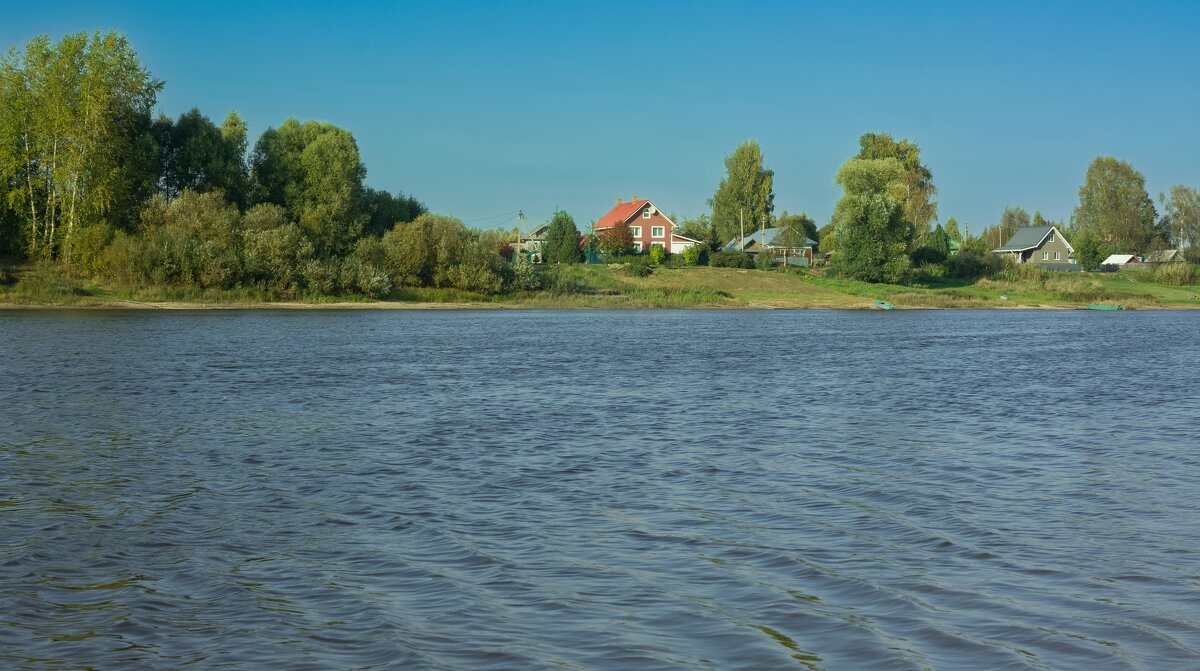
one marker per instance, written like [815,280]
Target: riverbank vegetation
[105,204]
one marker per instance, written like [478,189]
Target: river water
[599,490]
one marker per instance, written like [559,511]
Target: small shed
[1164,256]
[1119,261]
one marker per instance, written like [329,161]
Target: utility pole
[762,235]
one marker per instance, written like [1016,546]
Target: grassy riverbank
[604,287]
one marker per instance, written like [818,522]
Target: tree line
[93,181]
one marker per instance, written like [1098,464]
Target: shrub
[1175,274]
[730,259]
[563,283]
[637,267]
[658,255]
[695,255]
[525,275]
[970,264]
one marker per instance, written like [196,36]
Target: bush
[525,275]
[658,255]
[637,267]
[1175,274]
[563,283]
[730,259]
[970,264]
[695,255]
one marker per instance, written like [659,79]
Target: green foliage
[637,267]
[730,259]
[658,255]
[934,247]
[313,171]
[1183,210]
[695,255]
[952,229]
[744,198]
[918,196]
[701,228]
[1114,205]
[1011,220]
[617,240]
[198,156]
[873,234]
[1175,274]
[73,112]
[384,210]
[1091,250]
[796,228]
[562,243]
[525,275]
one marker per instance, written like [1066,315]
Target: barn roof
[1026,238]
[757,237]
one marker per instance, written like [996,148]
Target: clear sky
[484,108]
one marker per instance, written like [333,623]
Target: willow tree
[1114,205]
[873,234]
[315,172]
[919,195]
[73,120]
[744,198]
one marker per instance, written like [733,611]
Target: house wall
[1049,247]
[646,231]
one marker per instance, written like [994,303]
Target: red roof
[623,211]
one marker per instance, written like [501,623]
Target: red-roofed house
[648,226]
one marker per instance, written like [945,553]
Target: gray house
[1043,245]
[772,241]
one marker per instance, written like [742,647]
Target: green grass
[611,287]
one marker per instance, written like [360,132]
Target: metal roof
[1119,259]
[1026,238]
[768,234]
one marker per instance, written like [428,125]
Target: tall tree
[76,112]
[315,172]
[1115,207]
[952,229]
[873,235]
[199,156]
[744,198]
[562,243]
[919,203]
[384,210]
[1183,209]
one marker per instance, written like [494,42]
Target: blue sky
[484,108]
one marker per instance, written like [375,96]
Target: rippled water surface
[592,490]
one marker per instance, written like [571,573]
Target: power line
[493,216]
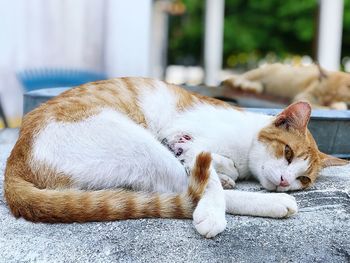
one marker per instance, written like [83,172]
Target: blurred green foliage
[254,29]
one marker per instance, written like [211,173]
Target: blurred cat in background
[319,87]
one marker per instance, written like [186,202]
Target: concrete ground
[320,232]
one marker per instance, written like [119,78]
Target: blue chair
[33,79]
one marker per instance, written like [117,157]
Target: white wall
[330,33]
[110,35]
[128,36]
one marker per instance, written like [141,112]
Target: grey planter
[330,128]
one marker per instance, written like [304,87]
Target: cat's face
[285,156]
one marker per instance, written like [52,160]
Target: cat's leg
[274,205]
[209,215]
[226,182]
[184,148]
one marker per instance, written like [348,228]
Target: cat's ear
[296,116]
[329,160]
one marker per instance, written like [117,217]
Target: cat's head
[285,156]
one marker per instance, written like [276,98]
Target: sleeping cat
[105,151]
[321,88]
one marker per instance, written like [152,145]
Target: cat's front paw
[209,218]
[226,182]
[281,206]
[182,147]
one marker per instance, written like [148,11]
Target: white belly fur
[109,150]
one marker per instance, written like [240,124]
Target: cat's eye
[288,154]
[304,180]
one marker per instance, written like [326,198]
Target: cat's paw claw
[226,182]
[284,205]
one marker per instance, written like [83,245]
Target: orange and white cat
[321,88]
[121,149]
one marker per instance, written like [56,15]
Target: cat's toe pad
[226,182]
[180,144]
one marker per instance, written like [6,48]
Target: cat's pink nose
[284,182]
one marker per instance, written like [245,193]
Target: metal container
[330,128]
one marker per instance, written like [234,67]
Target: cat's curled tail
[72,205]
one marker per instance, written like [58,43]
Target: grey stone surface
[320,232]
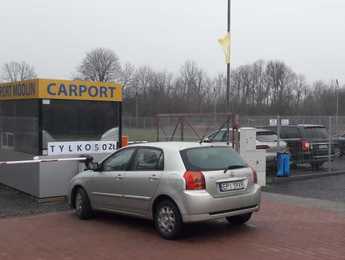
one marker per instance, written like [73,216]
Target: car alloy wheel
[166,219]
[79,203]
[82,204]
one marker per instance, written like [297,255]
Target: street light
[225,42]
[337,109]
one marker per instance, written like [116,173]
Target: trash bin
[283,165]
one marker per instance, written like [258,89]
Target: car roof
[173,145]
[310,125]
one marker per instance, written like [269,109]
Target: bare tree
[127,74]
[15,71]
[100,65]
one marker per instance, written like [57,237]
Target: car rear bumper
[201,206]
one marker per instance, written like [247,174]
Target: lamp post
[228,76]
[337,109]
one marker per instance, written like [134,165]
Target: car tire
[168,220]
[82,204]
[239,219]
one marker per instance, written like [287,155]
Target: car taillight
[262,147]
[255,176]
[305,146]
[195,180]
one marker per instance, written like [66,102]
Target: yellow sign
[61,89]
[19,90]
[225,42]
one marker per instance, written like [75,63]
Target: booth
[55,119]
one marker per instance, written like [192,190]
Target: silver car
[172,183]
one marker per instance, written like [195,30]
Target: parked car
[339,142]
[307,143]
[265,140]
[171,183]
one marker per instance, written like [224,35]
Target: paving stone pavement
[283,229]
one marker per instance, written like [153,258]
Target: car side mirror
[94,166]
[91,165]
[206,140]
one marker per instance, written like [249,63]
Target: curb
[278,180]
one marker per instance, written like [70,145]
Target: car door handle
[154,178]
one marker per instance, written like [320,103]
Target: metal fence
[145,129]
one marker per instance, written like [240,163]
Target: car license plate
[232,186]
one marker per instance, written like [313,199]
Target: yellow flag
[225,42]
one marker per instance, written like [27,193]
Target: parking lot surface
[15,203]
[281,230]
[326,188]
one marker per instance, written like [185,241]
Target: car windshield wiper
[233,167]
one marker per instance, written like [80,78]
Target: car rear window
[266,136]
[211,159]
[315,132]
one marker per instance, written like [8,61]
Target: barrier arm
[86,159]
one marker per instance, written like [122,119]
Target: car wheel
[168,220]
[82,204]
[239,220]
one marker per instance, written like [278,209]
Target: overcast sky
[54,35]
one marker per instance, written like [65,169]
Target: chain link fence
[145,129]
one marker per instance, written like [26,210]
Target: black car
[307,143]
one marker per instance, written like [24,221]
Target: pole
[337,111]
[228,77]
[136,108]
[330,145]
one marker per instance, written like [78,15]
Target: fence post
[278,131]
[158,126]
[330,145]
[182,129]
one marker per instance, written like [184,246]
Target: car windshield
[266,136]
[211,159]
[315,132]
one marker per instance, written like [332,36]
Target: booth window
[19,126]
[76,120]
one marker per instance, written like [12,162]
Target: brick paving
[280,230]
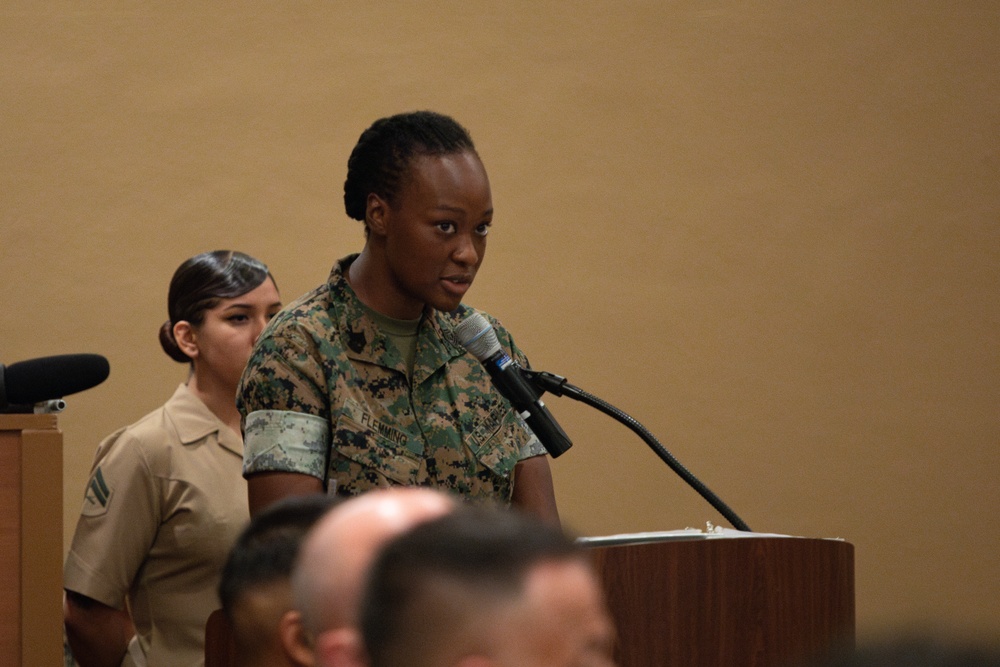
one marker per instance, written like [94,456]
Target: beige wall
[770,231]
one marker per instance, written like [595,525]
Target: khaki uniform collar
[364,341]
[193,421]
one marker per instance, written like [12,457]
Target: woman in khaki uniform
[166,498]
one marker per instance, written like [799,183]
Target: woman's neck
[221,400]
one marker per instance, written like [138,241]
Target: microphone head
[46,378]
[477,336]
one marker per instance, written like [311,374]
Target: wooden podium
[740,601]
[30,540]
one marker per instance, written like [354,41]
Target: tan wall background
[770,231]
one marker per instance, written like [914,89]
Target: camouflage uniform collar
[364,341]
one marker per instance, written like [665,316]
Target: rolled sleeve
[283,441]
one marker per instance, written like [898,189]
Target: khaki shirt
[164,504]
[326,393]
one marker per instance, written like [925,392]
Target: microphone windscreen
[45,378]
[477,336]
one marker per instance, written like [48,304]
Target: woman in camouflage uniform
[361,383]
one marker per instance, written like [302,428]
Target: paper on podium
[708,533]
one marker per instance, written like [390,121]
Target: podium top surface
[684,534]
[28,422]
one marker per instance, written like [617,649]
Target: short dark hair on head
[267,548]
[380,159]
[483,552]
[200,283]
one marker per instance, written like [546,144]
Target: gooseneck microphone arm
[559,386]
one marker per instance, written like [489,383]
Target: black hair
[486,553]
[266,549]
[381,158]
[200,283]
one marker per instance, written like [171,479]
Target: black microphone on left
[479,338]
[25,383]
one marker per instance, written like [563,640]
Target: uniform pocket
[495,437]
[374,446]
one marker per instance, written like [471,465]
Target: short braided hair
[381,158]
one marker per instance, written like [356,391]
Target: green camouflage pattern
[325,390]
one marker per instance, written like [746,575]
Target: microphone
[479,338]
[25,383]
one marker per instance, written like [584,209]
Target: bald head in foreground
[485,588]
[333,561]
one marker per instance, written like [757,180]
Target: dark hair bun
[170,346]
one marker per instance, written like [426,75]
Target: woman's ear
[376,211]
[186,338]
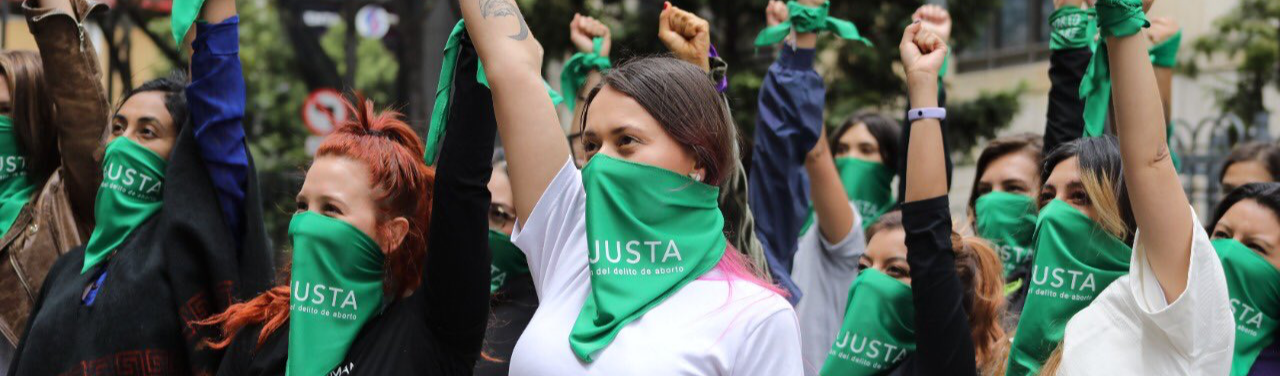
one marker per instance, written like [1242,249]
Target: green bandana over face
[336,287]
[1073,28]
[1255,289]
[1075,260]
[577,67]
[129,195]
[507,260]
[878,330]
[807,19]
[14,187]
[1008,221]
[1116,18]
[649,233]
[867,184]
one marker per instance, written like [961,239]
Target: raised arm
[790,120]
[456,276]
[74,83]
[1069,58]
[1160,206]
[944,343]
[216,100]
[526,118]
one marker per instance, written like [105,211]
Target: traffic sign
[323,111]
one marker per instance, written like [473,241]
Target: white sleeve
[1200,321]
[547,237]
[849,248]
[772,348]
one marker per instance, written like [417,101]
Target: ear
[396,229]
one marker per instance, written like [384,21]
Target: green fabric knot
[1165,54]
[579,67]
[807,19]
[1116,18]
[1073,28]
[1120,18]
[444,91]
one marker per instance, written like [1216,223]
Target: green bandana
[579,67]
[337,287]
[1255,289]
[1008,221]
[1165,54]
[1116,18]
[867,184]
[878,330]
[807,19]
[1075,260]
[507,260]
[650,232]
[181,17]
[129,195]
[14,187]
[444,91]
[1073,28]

* _TASK DESCRIPTION_:
From the line that contains "one marker per instance, written like [105,211]" down to the last line of the listing above, repeat each line exactly, and include nothing else.

* _TASK SOLUTION_:
one marker per instance, written like [105,211]
Target: traffic sign
[323,111]
one marker per instance, written like [473,241]
Target: white sleeve
[1200,321]
[547,237]
[849,248]
[772,348]
one marker per instance, written like [417,101]
Target: ear
[396,229]
one marker per instance, written like [384,21]
Target: green fabric knot
[1165,54]
[579,67]
[807,19]
[1116,18]
[1073,28]
[1120,18]
[444,91]
one marker per instance, written like [1216,223]
Target: green bandana
[579,67]
[337,287]
[1255,289]
[1008,221]
[1165,54]
[1116,18]
[867,184]
[878,330]
[807,19]
[1075,260]
[507,260]
[650,232]
[181,17]
[129,195]
[14,187]
[444,91]
[1073,28]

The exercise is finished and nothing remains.